▸ **Data records**
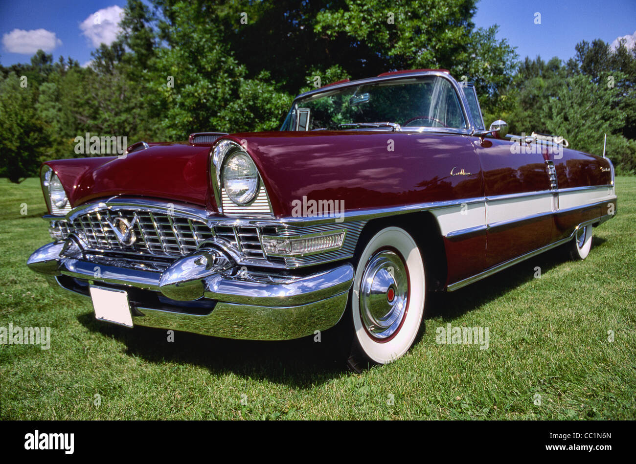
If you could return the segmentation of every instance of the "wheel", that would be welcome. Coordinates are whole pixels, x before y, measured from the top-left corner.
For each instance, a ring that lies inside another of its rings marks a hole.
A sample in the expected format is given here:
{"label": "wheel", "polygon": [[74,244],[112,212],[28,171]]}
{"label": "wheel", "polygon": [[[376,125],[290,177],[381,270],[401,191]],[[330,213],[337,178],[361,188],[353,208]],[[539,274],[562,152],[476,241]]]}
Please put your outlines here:
{"label": "wheel", "polygon": [[592,246],[592,225],[579,227],[574,233],[574,238],[570,245],[570,257],[575,261],[584,259],[590,254]]}
{"label": "wheel", "polygon": [[404,355],[420,331],[426,295],[424,263],[408,233],[383,229],[358,261],[351,297],[353,344],[347,361],[359,372]]}

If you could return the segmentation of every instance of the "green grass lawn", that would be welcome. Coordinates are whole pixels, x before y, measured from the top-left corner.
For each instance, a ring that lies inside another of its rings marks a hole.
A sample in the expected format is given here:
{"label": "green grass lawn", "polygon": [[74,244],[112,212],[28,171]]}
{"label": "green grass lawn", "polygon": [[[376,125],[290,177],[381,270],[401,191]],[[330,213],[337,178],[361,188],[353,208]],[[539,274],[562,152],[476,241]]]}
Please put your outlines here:
{"label": "green grass lawn", "polygon": [[[406,356],[354,374],[311,339],[169,343],[97,322],[25,266],[50,242],[38,181],[0,179],[0,326],[52,331],[48,350],[0,345],[0,418],[634,419],[636,178],[617,191],[584,261],[553,250],[436,294]],[[449,322],[488,327],[488,348],[438,345]]]}

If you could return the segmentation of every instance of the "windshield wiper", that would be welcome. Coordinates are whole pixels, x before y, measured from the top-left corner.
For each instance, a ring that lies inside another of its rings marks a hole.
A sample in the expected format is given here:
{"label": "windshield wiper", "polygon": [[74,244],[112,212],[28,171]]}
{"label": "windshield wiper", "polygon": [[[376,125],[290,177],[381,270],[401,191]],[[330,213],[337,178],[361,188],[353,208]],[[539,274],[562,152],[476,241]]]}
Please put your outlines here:
{"label": "windshield wiper", "polygon": [[394,132],[398,132],[402,130],[402,126],[398,123],[346,123],[345,124],[338,124],[338,127],[346,126],[366,126],[367,127],[391,127]]}

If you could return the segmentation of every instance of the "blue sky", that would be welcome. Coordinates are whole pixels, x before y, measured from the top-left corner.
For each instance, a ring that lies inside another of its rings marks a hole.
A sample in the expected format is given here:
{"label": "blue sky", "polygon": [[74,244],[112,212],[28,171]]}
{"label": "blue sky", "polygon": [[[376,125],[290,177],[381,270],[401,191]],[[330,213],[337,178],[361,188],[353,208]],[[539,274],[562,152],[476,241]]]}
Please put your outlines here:
{"label": "blue sky", "polygon": [[[111,40],[116,33],[119,10],[113,7],[125,4],[124,0],[0,0],[0,63],[28,62],[36,44],[47,47],[56,60],[63,55],[86,63],[100,40]],[[93,15],[100,11],[100,24],[95,24]],[[534,24],[536,13],[541,15],[540,25]],[[633,36],[636,0],[480,0],[474,22],[483,27],[498,24],[498,38],[516,46],[522,57],[567,60],[581,40],[611,43],[618,37]]]}

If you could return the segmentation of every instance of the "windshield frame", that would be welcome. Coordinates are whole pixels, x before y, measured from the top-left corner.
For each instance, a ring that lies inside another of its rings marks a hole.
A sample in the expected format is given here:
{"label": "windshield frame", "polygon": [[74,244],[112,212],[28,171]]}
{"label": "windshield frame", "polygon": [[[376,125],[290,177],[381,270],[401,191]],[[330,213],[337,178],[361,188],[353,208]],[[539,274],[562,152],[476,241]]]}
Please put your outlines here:
{"label": "windshield frame", "polygon": [[[373,84],[377,82],[381,82],[385,81],[391,81],[391,80],[400,80],[404,79],[413,78],[413,77],[425,77],[429,76],[435,76],[438,77],[446,79],[451,85],[453,90],[455,91],[455,97],[459,102],[459,106],[462,109],[462,113],[464,115],[464,119],[466,122],[467,127],[466,128],[456,128],[451,127],[430,127],[428,126],[403,126],[400,132],[448,132],[451,133],[460,133],[462,135],[472,135],[476,130],[476,125],[475,125],[473,116],[469,110],[468,106],[468,102],[466,100],[466,97],[464,93],[463,90],[460,88],[459,84],[455,81],[452,76],[450,76],[448,72],[444,71],[413,71],[412,72],[403,72],[400,74],[391,74],[389,76],[382,76],[375,78],[368,78],[366,79],[359,79],[356,81],[350,81],[348,82],[342,82],[336,84],[331,84],[329,85],[326,85],[324,87],[321,87],[314,90],[310,90],[309,92],[306,92],[304,93],[301,93],[298,95],[294,101],[291,103],[291,107],[287,112],[287,116],[285,118],[285,120],[280,126],[280,130],[283,130],[283,128],[285,127],[289,119],[291,118],[291,113],[296,106],[298,104],[298,101],[302,100],[307,97],[314,97],[317,95],[317,94],[322,93],[331,93],[335,90],[338,90],[340,89],[346,88],[347,87],[356,87],[359,86],[361,85]],[[479,100],[478,100],[478,102]],[[480,111],[481,112],[481,108],[480,108]],[[482,116],[483,118],[483,116]],[[387,130],[392,131],[393,130],[390,128],[379,128],[380,130]],[[342,130],[368,130],[368,129],[343,129]],[[373,128],[373,130],[378,130],[378,128]],[[312,131],[288,131],[292,132],[312,132]]]}

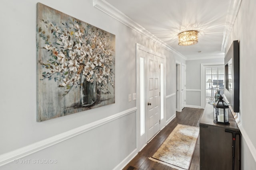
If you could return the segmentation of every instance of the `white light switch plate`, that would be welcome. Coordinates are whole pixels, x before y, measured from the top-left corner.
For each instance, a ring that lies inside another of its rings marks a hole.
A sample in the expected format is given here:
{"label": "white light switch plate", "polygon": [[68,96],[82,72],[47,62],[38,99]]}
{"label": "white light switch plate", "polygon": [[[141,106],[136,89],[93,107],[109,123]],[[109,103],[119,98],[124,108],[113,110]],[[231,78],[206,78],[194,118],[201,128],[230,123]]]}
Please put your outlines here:
{"label": "white light switch plate", "polygon": [[136,94],[134,93],[132,94],[132,100],[136,100]]}
{"label": "white light switch plate", "polygon": [[128,102],[130,102],[132,101],[132,94],[128,95]]}

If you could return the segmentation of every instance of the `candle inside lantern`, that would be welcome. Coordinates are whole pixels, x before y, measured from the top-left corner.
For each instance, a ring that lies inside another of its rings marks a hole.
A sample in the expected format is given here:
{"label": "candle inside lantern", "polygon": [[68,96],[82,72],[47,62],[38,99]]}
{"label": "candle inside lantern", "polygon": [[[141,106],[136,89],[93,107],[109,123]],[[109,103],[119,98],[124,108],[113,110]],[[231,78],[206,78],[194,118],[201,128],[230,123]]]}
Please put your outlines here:
{"label": "candle inside lantern", "polygon": [[218,116],[218,121],[224,122],[224,115],[219,115]]}

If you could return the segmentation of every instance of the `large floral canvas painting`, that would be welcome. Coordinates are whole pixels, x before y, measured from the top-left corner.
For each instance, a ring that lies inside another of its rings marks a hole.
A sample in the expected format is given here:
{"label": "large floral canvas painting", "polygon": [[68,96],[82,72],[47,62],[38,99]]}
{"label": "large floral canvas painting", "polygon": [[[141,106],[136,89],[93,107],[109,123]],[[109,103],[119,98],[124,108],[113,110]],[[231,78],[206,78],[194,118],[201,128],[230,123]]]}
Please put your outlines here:
{"label": "large floral canvas painting", "polygon": [[37,4],[37,121],[114,103],[115,36]]}

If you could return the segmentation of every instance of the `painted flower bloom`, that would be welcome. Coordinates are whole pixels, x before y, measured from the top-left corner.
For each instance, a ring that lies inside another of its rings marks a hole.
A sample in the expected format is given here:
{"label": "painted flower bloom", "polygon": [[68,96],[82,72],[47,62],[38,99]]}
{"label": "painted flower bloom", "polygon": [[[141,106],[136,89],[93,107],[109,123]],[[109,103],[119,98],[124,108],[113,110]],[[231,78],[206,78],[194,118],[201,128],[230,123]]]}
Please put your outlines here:
{"label": "painted flower bloom", "polygon": [[90,62],[87,62],[84,67],[84,70],[89,71],[90,74],[92,74],[94,72],[94,68],[95,67],[95,66],[93,63],[91,63]]}
{"label": "painted flower bloom", "polygon": [[61,25],[42,21],[48,29],[51,29],[50,35],[42,28],[38,29],[40,37],[45,41],[42,48],[52,57],[47,63],[42,62],[44,79],[54,78],[59,81],[59,87],[67,89],[81,84],[84,80],[93,82],[97,90],[103,93],[108,92],[109,86],[114,86],[110,34],[76,20]]}
{"label": "painted flower bloom", "polygon": [[69,61],[68,67],[70,71],[74,71],[75,72],[77,71],[77,69],[79,68],[79,65],[77,64],[76,60],[70,60]]}

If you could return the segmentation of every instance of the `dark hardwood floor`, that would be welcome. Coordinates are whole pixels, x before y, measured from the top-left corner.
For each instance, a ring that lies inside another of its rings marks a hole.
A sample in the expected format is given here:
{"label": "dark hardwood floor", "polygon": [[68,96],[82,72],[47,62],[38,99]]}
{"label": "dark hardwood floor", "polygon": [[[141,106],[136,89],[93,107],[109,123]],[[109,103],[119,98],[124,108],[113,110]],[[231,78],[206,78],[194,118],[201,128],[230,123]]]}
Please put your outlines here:
{"label": "dark hardwood floor", "polygon": [[[148,158],[153,155],[177,124],[199,127],[199,121],[204,109],[185,107],[181,112],[176,112],[176,117],[161,130],[134,158],[123,170],[174,170],[167,165],[158,163]],[[199,137],[192,158],[190,170],[199,170]],[[135,167],[132,168],[132,167]],[[129,168],[130,167],[130,168]]]}

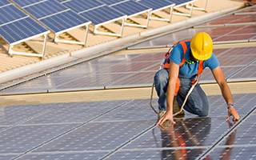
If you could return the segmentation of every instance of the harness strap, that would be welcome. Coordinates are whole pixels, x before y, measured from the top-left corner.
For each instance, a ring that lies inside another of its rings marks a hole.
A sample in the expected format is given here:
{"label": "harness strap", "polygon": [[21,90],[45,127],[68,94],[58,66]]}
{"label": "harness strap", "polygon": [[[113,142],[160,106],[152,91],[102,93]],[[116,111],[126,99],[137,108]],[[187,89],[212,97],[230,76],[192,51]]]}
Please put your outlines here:
{"label": "harness strap", "polygon": [[[199,75],[202,73],[203,70],[203,61],[199,61],[199,65],[198,65],[198,75],[197,78],[199,77]],[[191,83],[194,83],[197,78],[194,79]]]}

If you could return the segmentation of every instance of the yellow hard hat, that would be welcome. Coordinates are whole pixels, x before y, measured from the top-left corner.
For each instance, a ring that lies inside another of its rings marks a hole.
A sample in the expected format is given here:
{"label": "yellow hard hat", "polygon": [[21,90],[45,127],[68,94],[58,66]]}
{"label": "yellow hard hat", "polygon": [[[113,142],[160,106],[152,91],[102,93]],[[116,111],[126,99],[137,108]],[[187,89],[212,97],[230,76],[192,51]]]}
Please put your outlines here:
{"label": "yellow hard hat", "polygon": [[192,38],[190,48],[196,59],[206,60],[213,53],[213,41],[208,34],[199,32]]}

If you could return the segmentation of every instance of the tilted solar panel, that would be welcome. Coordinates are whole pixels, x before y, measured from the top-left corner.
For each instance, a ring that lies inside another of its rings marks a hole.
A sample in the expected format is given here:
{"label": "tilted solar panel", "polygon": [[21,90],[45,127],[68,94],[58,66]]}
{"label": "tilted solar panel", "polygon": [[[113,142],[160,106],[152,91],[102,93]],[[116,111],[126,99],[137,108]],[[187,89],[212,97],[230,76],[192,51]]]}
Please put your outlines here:
{"label": "tilted solar panel", "polygon": [[12,0],[12,1],[20,7],[24,7],[28,5],[35,4],[40,2],[44,2],[44,0]]}
{"label": "tilted solar panel", "polygon": [[124,14],[106,5],[94,10],[89,10],[79,14],[90,20],[93,25],[101,24],[125,16]]}
{"label": "tilted solar panel", "polygon": [[37,19],[68,10],[66,6],[52,0],[25,6],[23,9]]}
{"label": "tilted solar panel", "polygon": [[0,1],[0,6],[5,6],[5,5],[8,5],[10,4],[10,1],[8,0],[1,0]]}
{"label": "tilted solar panel", "polygon": [[134,1],[126,1],[111,5],[110,6],[128,16],[150,9],[150,7]]}
{"label": "tilted solar panel", "polygon": [[58,1],[58,2],[62,2],[66,1],[66,0],[56,0],[56,1]]}
{"label": "tilted solar panel", "polygon": [[120,2],[126,0],[97,0],[98,2],[102,2],[102,4],[106,5],[113,5],[117,2]]}
{"label": "tilted solar panel", "polygon": [[166,0],[162,0],[162,1],[138,0],[137,2],[152,8],[153,10],[158,10],[158,9],[173,4],[172,2],[167,2]]}
{"label": "tilted solar panel", "polygon": [[40,22],[53,32],[58,33],[79,25],[84,26],[88,20],[78,15],[73,10],[67,10],[40,19]]}
{"label": "tilted solar panel", "polygon": [[48,30],[30,17],[0,27],[0,35],[9,44],[18,42]]}
{"label": "tilted solar panel", "polygon": [[14,5],[2,6],[0,8],[0,25],[27,16],[27,14],[26,14]]}
{"label": "tilted solar panel", "polygon": [[175,6],[178,6],[178,5],[180,5],[180,4],[183,4],[183,3],[186,3],[186,2],[191,2],[193,0],[166,0],[166,1],[175,3]]}
{"label": "tilted solar panel", "polygon": [[72,0],[62,2],[64,6],[70,8],[76,13],[85,11],[89,9],[92,9],[102,4],[97,1],[88,1],[88,0]]}

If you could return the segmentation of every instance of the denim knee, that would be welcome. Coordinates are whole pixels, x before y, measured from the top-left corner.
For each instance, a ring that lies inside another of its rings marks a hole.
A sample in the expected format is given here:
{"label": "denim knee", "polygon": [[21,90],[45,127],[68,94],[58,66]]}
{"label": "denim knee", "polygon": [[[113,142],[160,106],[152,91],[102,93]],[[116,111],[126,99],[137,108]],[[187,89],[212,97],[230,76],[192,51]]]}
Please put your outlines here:
{"label": "denim knee", "polygon": [[155,83],[159,83],[162,82],[168,82],[169,79],[169,71],[166,69],[159,70],[154,77]]}

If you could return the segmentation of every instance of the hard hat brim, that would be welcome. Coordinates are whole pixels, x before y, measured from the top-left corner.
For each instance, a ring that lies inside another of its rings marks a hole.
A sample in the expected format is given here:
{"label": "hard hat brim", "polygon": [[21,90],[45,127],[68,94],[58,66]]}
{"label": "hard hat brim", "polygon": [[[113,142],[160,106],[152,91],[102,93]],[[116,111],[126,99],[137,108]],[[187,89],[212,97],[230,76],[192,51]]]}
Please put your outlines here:
{"label": "hard hat brim", "polygon": [[204,61],[204,60],[209,59],[211,57],[213,50],[210,50],[208,53],[206,53],[204,55],[200,55],[200,54],[197,54],[194,50],[193,50],[192,48],[191,48],[191,52],[192,52],[194,58],[196,58],[198,60]]}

▸ **Directions for this task**
Quote exactly the line containing "of the hard" and every later line through the end of the listing, and no other lines.

▸ **Exercise output**
If you could return the segmentation of every instance of the hard hat brim, that would be welcome. Coordinates are whole pixels, x before y, measured from the top-left corner.
For each instance, a ring that lies inside another of its rings marks a hole.
A sample in the expected format is given here:
{"label": "hard hat brim", "polygon": [[21,90],[45,127],[68,94],[58,66]]}
{"label": "hard hat brim", "polygon": [[[113,142],[160,106],[152,91],[102,93]],[[116,111],[126,99],[137,108]],[[187,89],[212,97],[230,76],[192,51]]]}
Please put your outlines here:
{"label": "hard hat brim", "polygon": [[204,61],[204,60],[209,59],[211,57],[213,50],[210,50],[208,53],[206,53],[204,55],[200,55],[200,54],[197,54],[194,50],[193,50],[192,48],[191,48],[191,52],[192,52],[194,58],[196,58],[198,60]]}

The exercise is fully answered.